I believe that humans need some meat now and again, but not much and certainly not every day. As you say that's what the hunter gatherers evolved to consume a few hundreds of thousands of years ago. If they had an animal they would eat it, on days when they hadn't they would live on vegetables and fruits of various descriptions. I know that some indigenous people in the tropics get most of their calories from bananas and sago, and they top it up with fish, lizards and hunted animals when they can.
 
Omnivore here that has often considered going veggie. We do eat a lot less than we used to and TBH could easily cut it back to once or twice a week. Regardless of any that it is for certain, in it's current guise, deadly to the planet. Latest figures show it is nearly 3 times as bad as flying. Sadly the 'industry' still thinks we should be ramping it up(see below)! The solution is to ban factory farming. Prices would of course go way up but that would force the issue and make it something eaten occasionally rather than daily.

 
I have had periods of many years when I don’t touch meat or fish, and then lapse back into being a carnivore - I’ve been a lapsed vegetarian for the past two years, after about a five year run of no dead animal food. I don’t like the idea of suffering, I don’t want to make anything suffer if I can avoid it, and I so I don't want to be a part of a system which makes animals suffer.

I’m kind of compromising at the moment, I only eat dead animals which have been reared organically, because I have the (possibly mistaken) impression that they are much less likely to have had a bad life or a bad death. Even there, I sometimes buy processed products, bread and wine for example, which may not be produced in a way which cares about animals, and I wore a leather jacket this afternoon . . . I guess I have a weak will!
Weak will? I doubt it. You present with a strong moral streak.
 
I mostly gave up eating red meat in the early 2000’s following a colonoscopy, the consultant showed me scarring in my colon which he reckoned was down to a difficulty in digesting meat. I stopped having IBS after that. I do eat red meat occasionally in restaurants or have it at home on big family occasions a couple of times per year.
=======
- **Apply what you read**:
1. Render this sentence from the discussion about eating meat in Spanish: "You present with a strong moral streak."
2. In the discussion about eating meat, how long did the lapsed vegetarian's run without dead animal food last?
3. Carry on the discussion about eating meat from its last sentence, writing a further comment in the same style.
The rows that follow are separate material and do not belong to the discussion about eating meat.

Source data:
=======
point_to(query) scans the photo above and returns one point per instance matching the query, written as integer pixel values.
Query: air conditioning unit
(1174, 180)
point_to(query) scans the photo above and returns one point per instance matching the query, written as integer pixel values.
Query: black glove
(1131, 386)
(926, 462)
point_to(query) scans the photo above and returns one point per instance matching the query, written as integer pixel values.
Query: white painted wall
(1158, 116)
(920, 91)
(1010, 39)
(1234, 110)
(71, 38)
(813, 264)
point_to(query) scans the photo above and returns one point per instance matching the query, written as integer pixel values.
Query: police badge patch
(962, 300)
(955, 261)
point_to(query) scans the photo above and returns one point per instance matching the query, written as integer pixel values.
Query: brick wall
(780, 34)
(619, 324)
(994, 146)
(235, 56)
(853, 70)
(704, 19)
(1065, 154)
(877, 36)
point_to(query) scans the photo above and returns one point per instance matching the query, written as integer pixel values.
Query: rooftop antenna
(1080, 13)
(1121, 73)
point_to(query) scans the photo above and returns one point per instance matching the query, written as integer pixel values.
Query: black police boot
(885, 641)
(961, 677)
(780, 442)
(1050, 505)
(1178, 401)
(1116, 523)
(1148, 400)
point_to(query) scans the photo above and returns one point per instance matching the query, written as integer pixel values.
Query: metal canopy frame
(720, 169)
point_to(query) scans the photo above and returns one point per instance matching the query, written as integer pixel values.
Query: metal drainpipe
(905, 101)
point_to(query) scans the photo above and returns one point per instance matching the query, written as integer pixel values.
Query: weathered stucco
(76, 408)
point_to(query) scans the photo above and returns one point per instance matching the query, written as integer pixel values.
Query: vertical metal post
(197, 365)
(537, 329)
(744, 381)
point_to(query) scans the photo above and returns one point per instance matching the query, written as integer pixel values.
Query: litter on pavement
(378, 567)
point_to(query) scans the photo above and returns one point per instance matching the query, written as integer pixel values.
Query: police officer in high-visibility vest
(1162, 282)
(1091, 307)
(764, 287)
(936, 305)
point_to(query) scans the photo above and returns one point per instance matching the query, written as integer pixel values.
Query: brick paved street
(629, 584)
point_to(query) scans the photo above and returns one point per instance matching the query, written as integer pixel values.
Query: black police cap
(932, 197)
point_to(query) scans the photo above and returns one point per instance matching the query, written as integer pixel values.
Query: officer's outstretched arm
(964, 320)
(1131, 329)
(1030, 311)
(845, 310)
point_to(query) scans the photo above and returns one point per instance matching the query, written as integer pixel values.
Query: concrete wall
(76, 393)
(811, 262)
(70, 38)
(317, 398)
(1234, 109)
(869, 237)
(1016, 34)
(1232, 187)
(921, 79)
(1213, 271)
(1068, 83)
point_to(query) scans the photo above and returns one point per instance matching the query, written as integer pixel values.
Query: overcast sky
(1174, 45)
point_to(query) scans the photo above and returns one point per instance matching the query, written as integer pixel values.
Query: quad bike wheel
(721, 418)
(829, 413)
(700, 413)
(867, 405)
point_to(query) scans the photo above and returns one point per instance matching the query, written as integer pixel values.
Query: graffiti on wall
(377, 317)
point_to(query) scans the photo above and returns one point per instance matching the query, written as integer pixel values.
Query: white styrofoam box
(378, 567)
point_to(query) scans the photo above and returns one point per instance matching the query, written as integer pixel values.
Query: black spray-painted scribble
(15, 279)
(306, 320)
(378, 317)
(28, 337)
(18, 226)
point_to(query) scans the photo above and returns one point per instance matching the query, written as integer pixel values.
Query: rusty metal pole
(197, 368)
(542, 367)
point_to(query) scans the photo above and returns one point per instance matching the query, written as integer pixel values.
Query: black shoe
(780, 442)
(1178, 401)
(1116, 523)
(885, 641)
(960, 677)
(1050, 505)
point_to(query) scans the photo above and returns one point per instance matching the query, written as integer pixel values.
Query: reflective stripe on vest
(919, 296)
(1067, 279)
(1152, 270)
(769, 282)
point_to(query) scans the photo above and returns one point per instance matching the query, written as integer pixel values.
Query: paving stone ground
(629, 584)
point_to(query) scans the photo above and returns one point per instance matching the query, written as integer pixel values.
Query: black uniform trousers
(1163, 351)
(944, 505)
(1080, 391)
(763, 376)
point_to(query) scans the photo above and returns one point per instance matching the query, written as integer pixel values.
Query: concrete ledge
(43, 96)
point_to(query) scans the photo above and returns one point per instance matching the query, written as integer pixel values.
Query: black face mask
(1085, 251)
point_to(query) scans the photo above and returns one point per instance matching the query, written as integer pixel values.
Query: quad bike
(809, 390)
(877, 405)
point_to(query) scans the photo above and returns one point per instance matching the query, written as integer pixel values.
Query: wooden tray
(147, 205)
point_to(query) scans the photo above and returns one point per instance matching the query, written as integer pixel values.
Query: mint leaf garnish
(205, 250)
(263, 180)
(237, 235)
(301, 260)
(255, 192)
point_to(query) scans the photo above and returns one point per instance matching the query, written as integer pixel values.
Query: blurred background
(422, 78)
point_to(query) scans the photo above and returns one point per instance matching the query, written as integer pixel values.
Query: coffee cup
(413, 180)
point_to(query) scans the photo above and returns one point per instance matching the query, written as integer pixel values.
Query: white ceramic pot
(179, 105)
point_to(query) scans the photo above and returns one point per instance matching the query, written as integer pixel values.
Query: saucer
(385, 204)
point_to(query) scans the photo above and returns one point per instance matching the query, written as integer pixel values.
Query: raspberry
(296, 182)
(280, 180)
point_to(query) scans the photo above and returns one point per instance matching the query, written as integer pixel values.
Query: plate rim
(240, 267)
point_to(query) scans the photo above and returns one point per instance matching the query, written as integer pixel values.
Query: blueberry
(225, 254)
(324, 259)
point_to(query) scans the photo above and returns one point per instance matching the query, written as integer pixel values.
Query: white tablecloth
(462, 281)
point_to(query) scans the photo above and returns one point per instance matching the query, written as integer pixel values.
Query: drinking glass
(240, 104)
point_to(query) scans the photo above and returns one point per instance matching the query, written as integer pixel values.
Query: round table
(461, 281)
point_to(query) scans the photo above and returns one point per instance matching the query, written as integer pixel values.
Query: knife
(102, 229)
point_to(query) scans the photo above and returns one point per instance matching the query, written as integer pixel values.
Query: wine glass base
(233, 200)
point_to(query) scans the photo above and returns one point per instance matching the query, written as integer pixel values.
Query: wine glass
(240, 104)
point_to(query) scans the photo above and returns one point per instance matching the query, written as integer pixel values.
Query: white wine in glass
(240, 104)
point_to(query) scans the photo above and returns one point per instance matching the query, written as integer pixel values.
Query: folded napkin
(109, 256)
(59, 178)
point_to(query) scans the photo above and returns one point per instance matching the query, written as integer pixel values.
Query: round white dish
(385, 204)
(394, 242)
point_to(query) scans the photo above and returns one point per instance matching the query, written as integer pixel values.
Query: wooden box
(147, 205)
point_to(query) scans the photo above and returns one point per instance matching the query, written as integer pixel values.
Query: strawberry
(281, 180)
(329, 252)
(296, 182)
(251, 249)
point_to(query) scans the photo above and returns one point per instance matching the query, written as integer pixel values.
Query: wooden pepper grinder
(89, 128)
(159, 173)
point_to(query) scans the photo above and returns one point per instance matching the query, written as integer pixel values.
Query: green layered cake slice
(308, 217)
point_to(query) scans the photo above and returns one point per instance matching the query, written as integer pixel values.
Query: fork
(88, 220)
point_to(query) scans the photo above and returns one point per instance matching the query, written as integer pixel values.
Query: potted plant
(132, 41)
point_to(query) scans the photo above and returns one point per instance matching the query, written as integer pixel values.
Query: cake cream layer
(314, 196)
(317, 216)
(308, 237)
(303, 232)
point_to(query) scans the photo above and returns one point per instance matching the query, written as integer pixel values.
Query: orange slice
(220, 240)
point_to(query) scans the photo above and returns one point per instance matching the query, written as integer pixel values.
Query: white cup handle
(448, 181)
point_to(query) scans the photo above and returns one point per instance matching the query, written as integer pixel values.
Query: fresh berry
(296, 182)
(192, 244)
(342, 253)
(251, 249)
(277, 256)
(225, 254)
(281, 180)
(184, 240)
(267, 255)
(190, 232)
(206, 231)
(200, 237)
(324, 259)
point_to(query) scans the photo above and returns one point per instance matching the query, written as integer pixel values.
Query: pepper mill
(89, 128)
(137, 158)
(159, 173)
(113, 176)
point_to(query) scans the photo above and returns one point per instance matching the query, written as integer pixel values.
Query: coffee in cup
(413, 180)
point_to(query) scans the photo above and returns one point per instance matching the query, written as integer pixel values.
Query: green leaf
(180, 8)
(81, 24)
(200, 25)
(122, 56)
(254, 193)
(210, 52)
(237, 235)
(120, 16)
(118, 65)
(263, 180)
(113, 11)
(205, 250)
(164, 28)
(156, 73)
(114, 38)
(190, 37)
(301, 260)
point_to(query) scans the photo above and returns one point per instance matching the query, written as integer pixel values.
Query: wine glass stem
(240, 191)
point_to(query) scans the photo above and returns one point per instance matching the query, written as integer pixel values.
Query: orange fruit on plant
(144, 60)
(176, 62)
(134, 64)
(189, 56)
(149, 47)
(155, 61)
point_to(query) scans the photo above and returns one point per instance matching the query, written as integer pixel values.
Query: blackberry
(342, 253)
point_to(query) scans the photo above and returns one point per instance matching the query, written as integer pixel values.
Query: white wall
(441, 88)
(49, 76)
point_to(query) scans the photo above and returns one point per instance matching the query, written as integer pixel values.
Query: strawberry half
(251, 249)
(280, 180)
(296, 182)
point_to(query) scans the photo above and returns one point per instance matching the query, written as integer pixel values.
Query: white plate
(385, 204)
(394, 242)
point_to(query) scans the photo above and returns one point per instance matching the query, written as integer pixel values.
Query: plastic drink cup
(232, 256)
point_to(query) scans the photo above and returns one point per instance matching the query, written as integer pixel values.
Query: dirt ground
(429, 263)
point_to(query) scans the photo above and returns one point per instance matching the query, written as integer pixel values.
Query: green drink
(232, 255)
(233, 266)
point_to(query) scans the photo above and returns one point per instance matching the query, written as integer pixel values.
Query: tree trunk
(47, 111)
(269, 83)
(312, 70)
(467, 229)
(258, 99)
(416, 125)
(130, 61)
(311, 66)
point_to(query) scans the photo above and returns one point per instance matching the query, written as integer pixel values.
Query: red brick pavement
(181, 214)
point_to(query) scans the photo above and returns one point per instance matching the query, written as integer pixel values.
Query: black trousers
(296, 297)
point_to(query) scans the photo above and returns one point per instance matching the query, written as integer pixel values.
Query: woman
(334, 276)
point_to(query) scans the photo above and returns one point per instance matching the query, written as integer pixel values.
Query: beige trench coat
=======
- **Activity answers**:
1. Muestras una fuerte vena moral.

2. About five years.

3.
We have a lot of vegetarian meals these days and will eat a lot more fish when there are no fussy offspring still living at home.

Cheers BB
 
I’ve often wondered if I had lived in prehistoric times, would I be a hunter or a gatherer. Probably a gatherer, as well as a collector of shiny shells and rocks. Ah, who am I kidding? I just wanted a segue so I could post this seamlessly in this thread.


Joe
 
In the UK poultry are despatched in the exactly the same way as mammalian farm animals – stunned, throat slit and left to bleed out.
Partially true, not entirely. The most common stun method is gas stunning, where an asphyxiant gas mix (N2 and CO2, minimal oxygen) renders the birds unconscious and also brain dead, though their hearts still beat for a short time. This allows the manufacturers to comply with Halal requirements that the birds are still "alive" as their throats are cut because their hearts are still beating.
Electric stun is not much used these days and only used as a backup if the stun gas runs out. I've had this in a factory, it's a monumental PITA because if any of the birds miss the head remover you need to manually cut them before they come round. Gas stunned birds won't come round, ever, so you don't have to worry as much about immediate head removal. They are brain dead by the time they clear the stun chamber.